▶ LA SFIDA 1: Puoi riportare sotto forma di elenco numerato le righe dei dati, dalla riga che contiene "to find blurred" fino a quella che contiene "[290,202,364,293]", entrambe comprese e senza le righe vuote?

··· BLOCCO DI TESTO ···

Insisto sul punto dolente: benedetti nemici. Vale per i sostenitori dei matrimoni omosessuali e vale per i nuovi detrattori di Papa Francesco. In entrambi i casi, i limiti sono del tutto evidenti, ma bisogna andare al di là del limite ed accettare la sfida sul terreno proposto e spesso scaraventato addosso dall’avversario. Non sono mai stato irenista. Ho sempre amato la canzone del grande Franco Califano, “Tutto il resto è noia”, e non mi scandalizzo pressoché per niente. Del resto, gli indignati in servizio effettivo permanente superano i detrattori, ricolmando di flop semantici l’aere, già di per sé inquinato da una moltitudine di castronerie che, a sommarle tutte, occuperebbero gli spazi dei continenti, abitati da noi poveri mortali, da parte a parte.
Cos’abbiamo oggi davanti? Qual è il menù? Eccolo, un po’ fritto à la carte e con roba di scarto, ma è buono per cominciare a dividere il grano dal loglio. Su questo, mai transigere: salutisti integrali, perfino integralisti. Dunque, chiarire, distinguere e mai trangugiare il veleno. Abbiamo questo menù: un non meglio definito tizio o collettivo di sagaci laiconi che rimasticano l’ “attualese”, l’ultima neolingua che pare nerboruta e invece si avvicina ai corpi duri come un fuscello, scoprono l’acqua calda: la Chiesa è un “brand”. Non solo: questo fantomatico e ovviamente scellerato “brand” è oggi alimentato e veicolato da un “miliardario scalzo”, “un altro miliardario scalzo”, che risponde al nome di Papa Francesco, un vero mago dell’immagine buona della Chiesa Insomma, un dritto di tre cotte, mica uno qualsiasi.

···

▶ LA SFIDA 2: Puoi restituire parola per parola il passo del blocco di testo che va da "Insisto sul punto" fino a "parte a parte."?

··· RIGHE DI DATI ···

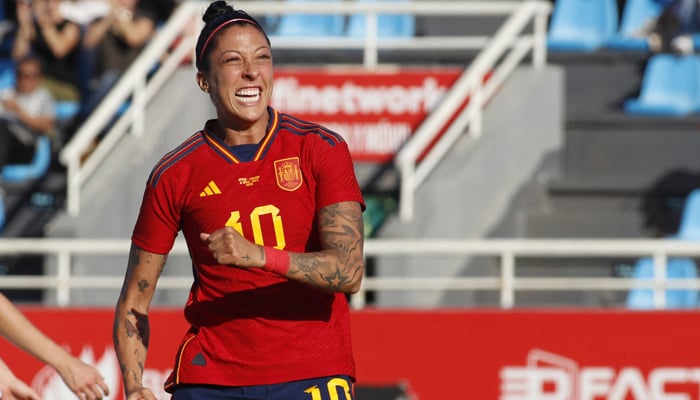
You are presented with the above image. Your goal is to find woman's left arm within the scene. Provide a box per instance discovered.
[200,201,365,293]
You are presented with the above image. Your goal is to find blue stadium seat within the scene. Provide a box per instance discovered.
[346,0,416,38]
[676,189,700,240]
[627,257,698,310]
[547,0,618,52]
[2,136,51,182]
[605,0,664,51]
[624,54,700,116]
[270,0,345,38]
[56,100,80,122]
[627,189,700,309]
[0,189,5,233]
[0,58,16,90]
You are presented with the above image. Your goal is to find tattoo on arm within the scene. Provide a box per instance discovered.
[291,204,364,291]
[125,309,151,349]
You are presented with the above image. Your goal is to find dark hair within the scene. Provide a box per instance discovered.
[195,0,270,71]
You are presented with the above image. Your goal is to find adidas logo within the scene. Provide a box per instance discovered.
[199,181,221,197]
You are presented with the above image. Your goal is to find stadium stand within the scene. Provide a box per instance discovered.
[605,0,663,51]
[2,136,51,183]
[269,0,345,38]
[625,54,700,116]
[547,0,618,52]
[346,0,416,38]
[627,257,698,310]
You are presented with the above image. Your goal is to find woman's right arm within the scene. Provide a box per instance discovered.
[12,1,36,60]
[112,244,167,400]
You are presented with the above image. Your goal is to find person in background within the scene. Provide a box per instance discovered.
[12,0,81,101]
[82,0,156,117]
[0,56,56,171]
[113,1,365,400]
[646,0,700,55]
[0,293,109,400]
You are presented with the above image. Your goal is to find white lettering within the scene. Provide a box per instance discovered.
[499,350,700,400]
[580,368,615,400]
[649,368,692,400]
[500,368,571,400]
[272,77,449,115]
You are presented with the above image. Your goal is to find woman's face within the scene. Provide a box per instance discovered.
[197,24,273,127]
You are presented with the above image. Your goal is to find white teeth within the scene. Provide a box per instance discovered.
[236,88,260,96]
[236,88,260,104]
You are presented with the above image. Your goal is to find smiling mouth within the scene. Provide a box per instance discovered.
[236,88,260,104]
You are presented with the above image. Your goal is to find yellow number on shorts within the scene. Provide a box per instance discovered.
[304,378,352,400]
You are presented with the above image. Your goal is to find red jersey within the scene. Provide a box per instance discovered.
[132,108,364,389]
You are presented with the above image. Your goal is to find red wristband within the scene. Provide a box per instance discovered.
[263,246,289,276]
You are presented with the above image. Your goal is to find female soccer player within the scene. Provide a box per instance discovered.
[113,1,364,400]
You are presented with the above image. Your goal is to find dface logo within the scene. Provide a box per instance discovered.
[499,349,700,400]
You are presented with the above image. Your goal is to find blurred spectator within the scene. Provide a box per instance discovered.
[647,0,700,54]
[0,56,55,171]
[0,293,109,400]
[83,0,156,116]
[137,0,177,24]
[12,0,81,101]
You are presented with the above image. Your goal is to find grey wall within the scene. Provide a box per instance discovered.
[376,66,565,307]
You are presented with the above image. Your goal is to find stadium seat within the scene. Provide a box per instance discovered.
[2,136,51,182]
[676,189,700,240]
[605,0,663,51]
[56,101,80,122]
[346,0,416,38]
[624,54,700,116]
[0,188,5,233]
[627,189,700,309]
[627,257,698,310]
[547,0,618,52]
[0,58,16,90]
[270,0,345,38]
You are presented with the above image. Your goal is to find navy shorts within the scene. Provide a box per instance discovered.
[172,376,355,400]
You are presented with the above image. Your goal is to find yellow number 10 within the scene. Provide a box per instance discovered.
[304,378,352,400]
[226,205,287,250]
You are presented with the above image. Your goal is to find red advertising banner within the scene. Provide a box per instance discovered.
[0,307,700,400]
[272,67,463,162]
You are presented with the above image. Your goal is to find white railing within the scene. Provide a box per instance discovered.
[59,0,551,216]
[396,1,551,222]
[0,239,700,309]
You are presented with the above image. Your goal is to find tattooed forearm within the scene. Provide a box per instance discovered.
[125,309,151,349]
[290,202,364,293]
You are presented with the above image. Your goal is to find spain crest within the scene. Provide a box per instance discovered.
[275,157,303,192]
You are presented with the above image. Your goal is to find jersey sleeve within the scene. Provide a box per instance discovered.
[316,141,365,211]
[131,169,180,254]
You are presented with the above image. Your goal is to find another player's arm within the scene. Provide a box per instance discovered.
[201,201,365,293]
[112,244,167,399]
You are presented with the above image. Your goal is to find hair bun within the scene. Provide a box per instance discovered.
[202,0,235,23]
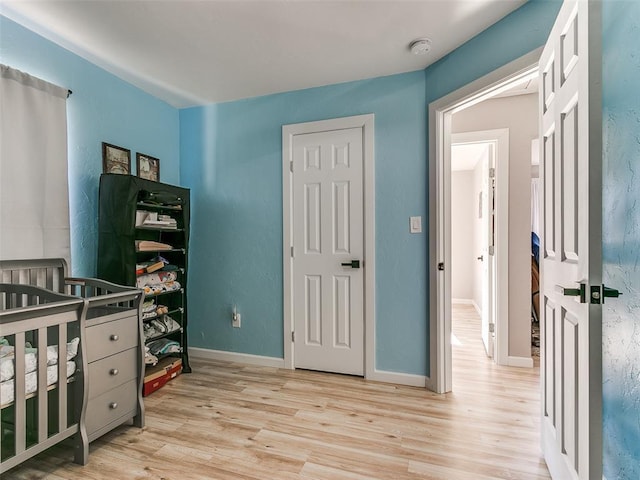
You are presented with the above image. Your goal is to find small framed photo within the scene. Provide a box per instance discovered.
[102,142,131,175]
[136,152,160,182]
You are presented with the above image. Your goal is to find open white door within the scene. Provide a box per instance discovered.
[478,148,496,358]
[540,0,603,480]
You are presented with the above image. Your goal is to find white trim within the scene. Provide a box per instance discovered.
[282,113,376,378]
[452,127,509,365]
[471,300,482,318]
[427,48,542,393]
[451,298,482,317]
[367,370,428,388]
[189,347,284,368]
[451,298,476,305]
[507,355,533,368]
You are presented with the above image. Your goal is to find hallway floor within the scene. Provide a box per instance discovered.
[2,307,549,480]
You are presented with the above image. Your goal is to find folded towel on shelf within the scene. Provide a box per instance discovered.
[147,338,182,355]
[136,240,173,252]
[136,272,178,288]
[142,282,182,295]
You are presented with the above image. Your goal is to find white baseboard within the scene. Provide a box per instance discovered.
[189,347,284,368]
[451,298,475,305]
[451,298,482,316]
[189,347,428,388]
[367,370,427,388]
[507,356,533,368]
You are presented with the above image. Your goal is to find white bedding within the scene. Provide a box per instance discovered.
[0,361,76,406]
[0,337,80,382]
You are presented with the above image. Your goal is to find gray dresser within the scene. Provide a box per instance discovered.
[85,307,144,442]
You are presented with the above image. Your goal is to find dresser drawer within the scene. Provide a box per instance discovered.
[85,380,138,436]
[89,348,139,399]
[87,316,139,362]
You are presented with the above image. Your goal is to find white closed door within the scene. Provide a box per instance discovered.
[292,128,364,375]
[540,0,604,480]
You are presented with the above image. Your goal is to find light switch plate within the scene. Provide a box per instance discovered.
[409,217,422,233]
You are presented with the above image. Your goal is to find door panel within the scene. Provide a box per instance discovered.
[540,0,602,480]
[292,128,364,375]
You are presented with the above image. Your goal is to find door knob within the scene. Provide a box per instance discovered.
[556,283,587,303]
[340,260,360,268]
[591,285,622,303]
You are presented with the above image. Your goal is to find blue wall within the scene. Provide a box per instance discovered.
[0,16,180,276]
[426,0,561,103]
[602,1,640,480]
[180,71,428,375]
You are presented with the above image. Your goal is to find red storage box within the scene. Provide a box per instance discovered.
[142,357,182,397]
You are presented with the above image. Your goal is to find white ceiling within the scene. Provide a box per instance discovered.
[0,0,526,107]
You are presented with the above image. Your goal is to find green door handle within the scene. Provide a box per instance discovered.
[340,260,360,268]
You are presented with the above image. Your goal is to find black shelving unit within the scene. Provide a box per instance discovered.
[98,174,191,373]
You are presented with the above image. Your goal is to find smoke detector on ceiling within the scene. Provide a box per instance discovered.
[409,38,431,55]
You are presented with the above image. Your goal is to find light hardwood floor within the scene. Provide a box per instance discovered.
[2,306,549,480]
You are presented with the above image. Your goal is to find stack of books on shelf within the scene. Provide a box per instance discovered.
[136,210,178,229]
[136,240,173,252]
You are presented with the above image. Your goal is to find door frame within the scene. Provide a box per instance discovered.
[282,113,376,378]
[427,47,542,393]
[450,128,509,365]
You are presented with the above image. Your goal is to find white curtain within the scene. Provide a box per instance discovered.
[0,65,71,268]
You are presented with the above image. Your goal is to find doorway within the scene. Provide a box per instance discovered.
[450,128,509,364]
[428,50,540,393]
[282,115,375,377]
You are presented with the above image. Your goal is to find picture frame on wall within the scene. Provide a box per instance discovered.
[102,142,131,175]
[136,152,160,182]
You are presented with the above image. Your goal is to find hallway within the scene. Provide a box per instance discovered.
[451,304,550,478]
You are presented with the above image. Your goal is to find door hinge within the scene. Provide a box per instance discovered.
[590,285,622,305]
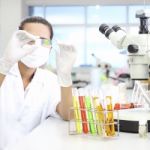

···

▶ ESITO DEL COMPITO 1:
1. You are presented with the above image. Your goal is to find blurred spectator within the scene. Provide a box per instance discovered.
2. [647,0,700,54]
3. [0,56,55,171]
4. [0,293,109,400]
5. [83,0,156,116]
6. [137,0,177,24]
7. [12,0,81,101]
8. You are presented with the above image. Your goal is to find grey wall within the scene. Provide a box per instance discovered.
9. [376,66,565,307]
10. You are presented with the above image. Your goal is to find stadium seat within the scene. Provide a box per instance discovered.
11. [2,136,51,182]
12. [676,189,700,240]
13. [605,0,663,51]
14. [56,101,80,122]
15. [346,0,416,38]
16. [624,54,700,116]
17. [0,188,5,233]
18. [627,189,700,309]
19. [627,257,698,310]
20. [547,0,618,52]
21. [0,58,16,90]
22. [270,0,345,38]
23. You are presented with the above image. Your goal is to find navy shorts within the scene. Provide a box per instance discovered.
24. [172,376,355,400]
25. You are presented with the above image. Your goal is to find yellow number 10 within the scene. Provide a box per instance discovered.
26. [304,378,352,400]
27. [226,205,287,250]
28. You are presented with the above image. Your goal is to find red advertising banner within the scene. Provide a box per instance discovered.
29. [0,307,700,400]
30. [272,67,463,162]
31. You are presented with the above image. Your goal is to find white railing within the scene. Provide a box per instance discovered.
32. [59,0,551,216]
33. [396,1,551,222]
34. [0,239,700,309]
35. You are presented with the above image. Your goal is to find tattooed forearm within the scene. Provide a box per instance discovered.
36. [125,309,151,349]
37. [290,202,364,293]

▶ ESITO DEL COMPITO 2:
Insisto sul punto dolente: benedetti nemici. Vale per i sostenitori dei matrimoni omosessuali e vale per i nuovi detrattori di Papa Francesco. In entrambi i casi, i limiti sono del tutto evidenti, ma bisogna andare al di là del limite ed accettare la sfida sul terreno proposto e spesso scaraventato addosso dall’avversario. Non sono mai stato irenista. Ho sempre amato la canzone del grande Franco Califano, “Tutto il resto è noia”, e non mi scandalizzo pressoché per niente. Del resto, gli indignati in servizio effettivo permanente superano i detrattori, ricolmando di flop semantici l’aere, già di per sé inquinato da una moltitudine di castronerie che, a sommarle tutte, occuperebbero gli spazi dei continenti, abitati da noi poveri mortali, da parte a parte.